## Goal of the exercise
What do the lines from the one containing "TARGET: damaged rear bumper" through the end of the entries say? Quote them exactly, and only them.

Data extracted from a collection
** start **

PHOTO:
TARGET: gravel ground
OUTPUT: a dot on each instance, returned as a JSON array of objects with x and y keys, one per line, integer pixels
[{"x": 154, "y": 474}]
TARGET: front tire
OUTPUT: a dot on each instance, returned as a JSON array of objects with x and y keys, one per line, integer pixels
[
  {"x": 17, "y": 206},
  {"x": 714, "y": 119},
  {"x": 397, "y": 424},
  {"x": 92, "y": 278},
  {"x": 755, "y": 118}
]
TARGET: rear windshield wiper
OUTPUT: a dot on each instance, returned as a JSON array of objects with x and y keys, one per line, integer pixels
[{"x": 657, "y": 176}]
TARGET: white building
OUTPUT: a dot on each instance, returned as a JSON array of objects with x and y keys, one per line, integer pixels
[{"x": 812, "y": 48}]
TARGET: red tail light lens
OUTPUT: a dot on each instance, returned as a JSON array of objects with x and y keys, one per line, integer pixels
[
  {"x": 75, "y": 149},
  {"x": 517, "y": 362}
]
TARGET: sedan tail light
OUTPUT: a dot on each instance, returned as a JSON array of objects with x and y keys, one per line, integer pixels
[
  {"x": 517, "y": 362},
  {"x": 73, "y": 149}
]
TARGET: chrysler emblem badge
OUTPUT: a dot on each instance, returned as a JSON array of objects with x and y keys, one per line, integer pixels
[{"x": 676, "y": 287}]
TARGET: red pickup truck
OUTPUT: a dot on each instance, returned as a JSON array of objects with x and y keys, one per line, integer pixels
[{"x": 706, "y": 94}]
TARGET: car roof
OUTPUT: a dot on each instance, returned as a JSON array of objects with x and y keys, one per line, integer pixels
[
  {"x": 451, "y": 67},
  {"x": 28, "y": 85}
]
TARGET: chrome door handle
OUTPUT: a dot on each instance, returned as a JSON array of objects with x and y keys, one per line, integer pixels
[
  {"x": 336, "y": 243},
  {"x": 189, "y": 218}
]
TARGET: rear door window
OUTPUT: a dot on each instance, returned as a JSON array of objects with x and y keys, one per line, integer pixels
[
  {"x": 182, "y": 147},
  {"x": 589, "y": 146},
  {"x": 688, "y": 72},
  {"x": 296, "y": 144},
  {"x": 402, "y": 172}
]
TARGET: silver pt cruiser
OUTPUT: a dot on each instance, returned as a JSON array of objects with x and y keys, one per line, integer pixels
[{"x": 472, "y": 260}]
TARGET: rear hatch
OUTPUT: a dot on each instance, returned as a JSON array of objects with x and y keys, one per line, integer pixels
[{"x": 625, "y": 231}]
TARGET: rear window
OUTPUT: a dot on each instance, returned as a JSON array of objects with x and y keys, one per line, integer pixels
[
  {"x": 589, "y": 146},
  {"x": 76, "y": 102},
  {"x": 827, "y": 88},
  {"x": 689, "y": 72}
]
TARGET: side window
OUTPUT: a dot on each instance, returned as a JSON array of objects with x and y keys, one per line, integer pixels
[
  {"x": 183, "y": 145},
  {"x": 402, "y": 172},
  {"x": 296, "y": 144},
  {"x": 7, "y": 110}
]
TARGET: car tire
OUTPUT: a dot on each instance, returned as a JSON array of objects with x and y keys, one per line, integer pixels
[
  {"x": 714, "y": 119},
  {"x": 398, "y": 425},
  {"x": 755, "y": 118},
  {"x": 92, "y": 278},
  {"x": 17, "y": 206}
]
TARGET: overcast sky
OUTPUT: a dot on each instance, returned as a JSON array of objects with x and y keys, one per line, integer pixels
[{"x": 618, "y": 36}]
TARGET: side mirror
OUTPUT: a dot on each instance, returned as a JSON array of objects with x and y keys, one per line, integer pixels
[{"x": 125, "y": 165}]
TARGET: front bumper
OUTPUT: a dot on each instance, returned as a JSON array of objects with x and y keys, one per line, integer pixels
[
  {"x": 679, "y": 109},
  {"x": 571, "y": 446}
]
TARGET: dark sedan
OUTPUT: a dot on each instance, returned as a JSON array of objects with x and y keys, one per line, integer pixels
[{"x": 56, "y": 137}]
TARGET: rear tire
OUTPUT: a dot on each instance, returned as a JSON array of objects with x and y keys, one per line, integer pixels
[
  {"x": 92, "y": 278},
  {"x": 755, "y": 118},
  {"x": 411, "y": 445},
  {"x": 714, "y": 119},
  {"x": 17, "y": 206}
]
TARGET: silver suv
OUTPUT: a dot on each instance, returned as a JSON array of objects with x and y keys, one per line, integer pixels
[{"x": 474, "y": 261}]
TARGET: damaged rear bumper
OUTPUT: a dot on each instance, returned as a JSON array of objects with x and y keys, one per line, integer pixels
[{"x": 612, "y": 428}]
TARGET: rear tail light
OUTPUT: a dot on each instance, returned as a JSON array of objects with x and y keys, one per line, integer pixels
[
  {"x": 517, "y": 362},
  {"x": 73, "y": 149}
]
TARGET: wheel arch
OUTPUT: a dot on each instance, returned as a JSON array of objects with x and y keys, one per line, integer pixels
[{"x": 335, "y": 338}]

** end **

## Output of the exercise
TARGET: damaged rear bumper
OUTPUT: a dot on each instance, returned as a JSON array of objects with x and y keys, one per line, integer pixels
[{"x": 612, "y": 428}]
TARGET: rear tail light
OUTPUT: a dot on each instance, returned as a JSON array of objects with x and y keys, one per line, integer pixels
[
  {"x": 517, "y": 362},
  {"x": 73, "y": 149}
]
TARGET: wheel arch
OUTPUT: a dot on each instance, returned as a JSON array of objects with x and y keys, one per line, integer pixels
[{"x": 335, "y": 338}]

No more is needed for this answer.